** ABOUT THIS TASK **
Exactly as written, return all the data, leaving its pictures behind.

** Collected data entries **
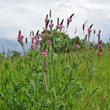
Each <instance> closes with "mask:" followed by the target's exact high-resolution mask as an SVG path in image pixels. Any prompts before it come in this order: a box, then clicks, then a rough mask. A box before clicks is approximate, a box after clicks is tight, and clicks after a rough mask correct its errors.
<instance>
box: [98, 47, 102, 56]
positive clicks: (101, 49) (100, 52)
mask: <svg viewBox="0 0 110 110" xmlns="http://www.w3.org/2000/svg"><path fill="white" fill-rule="evenodd" d="M101 55H102V49H101V50H100V51H99V53H98V57H100V56H101Z"/></svg>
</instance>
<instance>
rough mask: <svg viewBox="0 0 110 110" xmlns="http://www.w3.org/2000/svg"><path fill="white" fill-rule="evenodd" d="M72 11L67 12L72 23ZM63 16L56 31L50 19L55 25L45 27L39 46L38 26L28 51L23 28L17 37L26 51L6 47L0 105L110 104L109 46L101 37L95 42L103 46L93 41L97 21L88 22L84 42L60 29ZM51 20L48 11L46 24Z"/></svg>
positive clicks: (58, 25) (48, 109)
mask: <svg viewBox="0 0 110 110" xmlns="http://www.w3.org/2000/svg"><path fill="white" fill-rule="evenodd" d="M73 15H74V14H72V15H71V16H70V18H68V21H67V28H68V26H69V24H70V22H69V20H70V21H71V18H72V16H73ZM50 18H51V11H50ZM63 21H64V20H62V21H61V23H60V24H59V21H58V23H57V25H58V26H57V28H56V30H58V27H59V32H57V33H56V30H54V31H52V23H53V21H51V22H50V23H51V26H50V31H49V30H44V31H43V32H42V33H41V36H42V41H41V44H40V45H41V49H40V51H38V50H37V48H35V45H34V39H35V40H36V42H37V41H38V39H39V36H40V35H39V34H38V33H39V31H38V32H37V34H36V36H37V37H33V36H32V45H31V48H32V49H30V50H29V51H28V52H27V53H25V47H24V43H23V41H22V39H23V36H22V37H21V38H20V36H21V31H19V38H18V41H19V42H20V44H21V46H22V47H23V49H24V55H23V57H21V56H20V54H19V53H17V52H15V51H13V55H12V56H10V55H9V56H7V58H4V57H3V56H4V53H3V54H2V53H1V55H0V110H93V109H96V110H104V109H105V110H109V109H110V97H109V96H110V93H109V91H110V87H109V84H110V81H109V77H110V69H109V67H110V63H109V62H110V56H109V55H110V48H109V47H102V45H101V41H99V42H98V45H97V46H96V48H98V49H99V50H98V49H97V50H95V49H94V45H92V44H90V41H89V39H90V35H91V33H90V30H91V28H92V26H93V25H91V26H90V27H89V31H88V37H89V38H88V42H87V41H86V42H85V43H84V44H82V46H81V43H80V42H79V38H78V37H77V38H76V39H75V42H74V43H75V44H74V45H73V44H72V42H70V41H71V40H70V39H69V38H67V37H68V36H66V35H65V34H64V33H61V30H62V24H63ZM48 23H49V22H48V16H46V29H47V27H48ZM83 31H84V25H83ZM54 32H55V33H54ZM32 33H33V32H32ZM33 34H34V33H33ZM84 34H85V33H84ZM99 34H100V33H99ZM54 35H56V36H57V37H59V38H60V40H58V39H55V37H54ZM44 36H45V38H44ZM63 37H64V38H63ZM65 39H66V40H65ZM50 40H51V41H50ZM57 40H58V41H57ZM47 41H48V43H47ZM73 41H74V39H73ZM38 43H39V42H37V43H36V47H37V46H38ZM99 44H100V47H99ZM71 46H72V47H71ZM102 49H103V54H102ZM99 53H100V54H99Z"/></svg>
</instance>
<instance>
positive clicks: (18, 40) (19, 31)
mask: <svg viewBox="0 0 110 110" xmlns="http://www.w3.org/2000/svg"><path fill="white" fill-rule="evenodd" d="M23 38H24V36H23V35H21V30H19V34H18V38H17V41H18V42H20V41H22V40H23Z"/></svg>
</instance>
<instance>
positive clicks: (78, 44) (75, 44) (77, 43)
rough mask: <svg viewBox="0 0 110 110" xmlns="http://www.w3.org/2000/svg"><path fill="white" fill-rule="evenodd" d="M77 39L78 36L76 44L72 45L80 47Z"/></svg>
mask: <svg viewBox="0 0 110 110" xmlns="http://www.w3.org/2000/svg"><path fill="white" fill-rule="evenodd" d="M78 39H79V38H77V41H76V44H74V45H75V46H76V47H77V49H80V48H81V47H80V45H79V43H78Z"/></svg>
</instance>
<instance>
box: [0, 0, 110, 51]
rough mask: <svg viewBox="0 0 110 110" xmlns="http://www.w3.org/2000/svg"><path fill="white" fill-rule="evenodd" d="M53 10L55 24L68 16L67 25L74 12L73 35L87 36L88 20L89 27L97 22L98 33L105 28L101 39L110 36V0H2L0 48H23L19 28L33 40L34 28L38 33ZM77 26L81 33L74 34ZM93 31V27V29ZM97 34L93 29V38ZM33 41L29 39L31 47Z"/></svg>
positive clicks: (52, 15)
mask: <svg viewBox="0 0 110 110" xmlns="http://www.w3.org/2000/svg"><path fill="white" fill-rule="evenodd" d="M50 10H51V11H52V20H53V23H54V27H53V28H55V26H56V24H57V18H58V17H59V20H60V21H61V20H62V19H64V26H66V23H67V18H68V17H70V15H71V14H73V13H74V16H73V18H72V22H71V23H70V26H69V28H68V31H67V34H68V35H69V37H70V38H74V37H75V36H79V37H80V39H83V38H84V34H83V31H82V25H83V23H84V22H85V21H88V22H87V26H86V28H85V33H87V28H88V27H89V26H90V25H91V24H93V27H92V30H94V29H95V30H96V35H95V37H94V38H95V42H97V33H98V31H99V30H101V40H102V41H103V42H107V41H108V40H109V38H110V31H109V29H110V0H0V15H1V16H0V52H2V51H3V49H2V45H3V46H4V49H5V52H6V51H7V50H8V49H10V50H15V47H17V50H18V51H19V52H21V51H23V50H22V48H21V46H20V44H19V43H18V42H17V36H18V31H19V30H21V32H22V35H23V36H24V38H26V37H27V38H28V41H29V42H31V38H30V31H34V32H35V33H36V32H37V31H38V30H40V32H41V31H43V27H45V22H44V20H45V17H46V15H47V14H49V11H50ZM76 27H77V33H76V35H75V34H74V32H75V29H76ZM92 32H93V31H92ZM92 39H93V34H92V33H91V40H92ZM29 46H30V44H29V43H28V47H29Z"/></svg>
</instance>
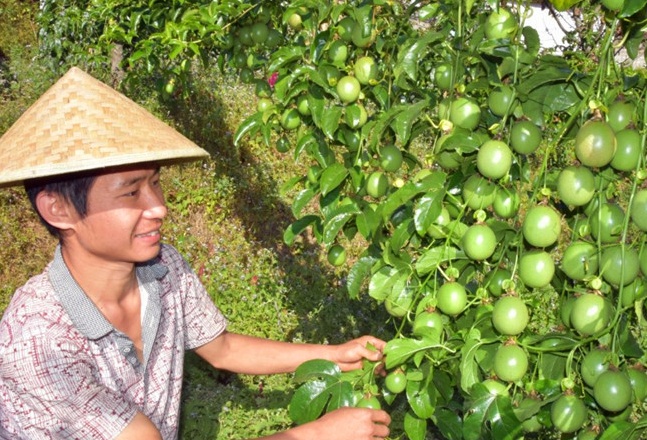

** WRITTEN ANSWER **
Each <instance> closes with "mask:" followed by the target's exact high-resolution mask as an SVG path in image pixels. Any prompts before it come in this order: a box, then clicks, then a rough mask. A box before clicks is approximate, a box after clicks is tight, and clicks after a rough mask correct its errors.
<instance>
box: [98, 47, 102, 56]
positive clicks: (101, 49) (100, 52)
mask: <svg viewBox="0 0 110 110" xmlns="http://www.w3.org/2000/svg"><path fill="white" fill-rule="evenodd" d="M101 55H102V49H101V50H100V51H99V53H98V57H100V56H101Z"/></svg>
</instance>
<instance>
rough mask: <svg viewBox="0 0 110 110" xmlns="http://www.w3.org/2000/svg"><path fill="white" fill-rule="evenodd" d="M72 11L67 12L72 23ZM63 16L56 31L50 19L55 25L45 27L39 46L38 26L28 51L23 28L17 37L26 51L6 47L0 105L110 104L109 46L101 37L95 42L103 46L93 41L97 21L88 22L84 42L60 29ZM51 20L48 11L46 24Z"/></svg>
positive clicks: (58, 25) (48, 109)
mask: <svg viewBox="0 0 110 110" xmlns="http://www.w3.org/2000/svg"><path fill="white" fill-rule="evenodd" d="M73 15H74V14H72V15H71V16H70V18H68V21H67V28H68V26H69V24H70V22H69V20H70V21H71V18H72V16H73ZM50 18H51V11H50ZM63 21H64V20H62V21H61V23H60V24H59V21H58V23H57V25H58V26H57V28H56V30H58V27H59V32H57V33H56V30H54V31H52V23H53V21H51V22H50V23H51V26H50V31H49V30H44V31H43V32H42V33H41V36H42V41H41V44H40V45H41V49H40V51H38V50H37V48H35V45H34V39H35V40H36V42H37V41H38V39H39V36H40V35H39V34H38V33H39V31H38V32H37V34H36V36H37V37H33V36H32V45H31V48H32V49H30V50H29V51H28V52H27V53H25V47H24V43H23V41H22V39H23V36H22V37H21V38H20V36H21V31H19V38H18V41H19V42H20V44H21V46H22V47H23V49H24V55H23V57H21V56H20V54H19V53H17V52H15V51H13V55H12V56H10V55H9V56H7V58H4V57H3V56H4V53H3V54H2V53H1V55H0V110H93V109H96V110H104V109H105V110H109V109H110V97H109V96H110V93H109V91H110V87H109V84H110V81H109V77H110V69H109V67H110V63H109V62H110V56H109V55H110V48H109V47H102V45H101V41H99V42H98V45H97V46H96V48H98V49H99V50H98V49H97V50H95V49H94V45H92V44H90V41H89V39H90V35H91V33H90V30H91V28H92V26H93V25H91V26H90V27H89V31H88V37H89V38H88V42H87V41H86V42H85V43H84V44H82V46H81V43H80V42H79V38H78V37H77V38H76V39H75V42H74V43H75V44H74V45H73V44H72V42H70V41H71V40H70V39H69V38H67V37H68V36H66V35H65V34H64V33H61V30H62V24H63ZM48 23H49V22H48V16H46V29H47V27H48ZM83 31H84V25H83ZM54 32H55V33H54ZM32 33H33V32H32ZM33 34H34V33H33ZM84 34H85V33H84ZM99 34H100V33H99ZM54 35H56V36H57V37H59V38H60V40H58V39H55V37H54ZM44 36H45V38H44ZM63 37H64V38H63ZM65 39H66V40H65ZM50 40H51V41H50ZM57 40H58V41H57ZM47 41H48V43H47ZM73 41H74V39H73ZM38 43H39V42H37V43H36V47H37V46H38ZM99 44H100V47H99ZM71 46H72V47H71ZM102 49H103V54H102ZM99 53H100V54H99Z"/></svg>
</instance>
<instance>
positive clicks: (18, 40) (19, 31)
mask: <svg viewBox="0 0 110 110" xmlns="http://www.w3.org/2000/svg"><path fill="white" fill-rule="evenodd" d="M23 38H24V36H23V35H21V30H19V34H18V38H17V41H18V42H20V41H22V40H23Z"/></svg>
</instance>
<instance>
positive clicks: (78, 44) (75, 44) (77, 43)
rough mask: <svg viewBox="0 0 110 110" xmlns="http://www.w3.org/2000/svg"><path fill="white" fill-rule="evenodd" d="M77 39L78 36L76 44L72 45L80 47Z"/></svg>
mask: <svg viewBox="0 0 110 110" xmlns="http://www.w3.org/2000/svg"><path fill="white" fill-rule="evenodd" d="M78 39H79V38H77V41H76V44H74V45H75V46H76V47H77V49H80V48H81V47H80V45H79V43H78Z"/></svg>
</instance>
<instance>
box: [0, 0, 110, 51]
rough mask: <svg viewBox="0 0 110 110" xmlns="http://www.w3.org/2000/svg"><path fill="white" fill-rule="evenodd" d="M53 10L55 24L68 16L67 25L74 12L73 35L87 36L88 20L89 27L97 22L98 33L105 28L101 39L110 36V0H2L0 48H23L19 28L33 40L34 28L38 33ZM77 26L81 33L74 34ZM93 31V27V29ZM97 34L93 29V38ZM33 41L29 39L31 47Z"/></svg>
positive clicks: (52, 15)
mask: <svg viewBox="0 0 110 110" xmlns="http://www.w3.org/2000/svg"><path fill="white" fill-rule="evenodd" d="M50 10H51V11H52V20H53V23H54V27H53V28H55V26H56V24H57V18H58V17H59V20H60V21H61V20H62V19H64V26H66V23H67V18H68V17H70V15H71V14H73V13H74V16H73V18H72V22H71V23H70V26H69V28H68V31H67V34H68V35H69V37H70V38H74V37H75V36H79V37H80V39H83V38H84V34H83V31H82V25H83V23H84V22H85V21H88V22H87V26H86V28H85V33H87V28H88V27H89V26H90V25H91V24H93V27H92V30H94V29H95V30H96V35H95V37H94V38H95V42H97V33H98V31H99V30H101V40H102V41H103V42H107V41H108V40H109V38H110V31H109V29H110V0H0V15H1V16H0V52H2V51H3V49H2V45H3V46H4V49H5V52H6V51H7V50H8V49H10V50H15V47H17V50H18V51H19V52H21V51H23V50H22V48H21V46H20V44H19V43H18V42H17V36H18V31H19V30H21V32H22V35H23V36H24V38H26V37H27V38H28V41H29V42H31V38H30V31H34V32H35V33H36V32H37V31H38V30H40V32H41V31H43V27H45V22H44V20H45V17H46V15H47V14H49V11H50ZM76 27H77V33H76V35H75V34H74V32H75V29H76ZM92 32H93V31H92ZM92 39H93V34H92V33H91V40H92ZM29 46H30V44H29V43H28V47H29Z"/></svg>
</instance>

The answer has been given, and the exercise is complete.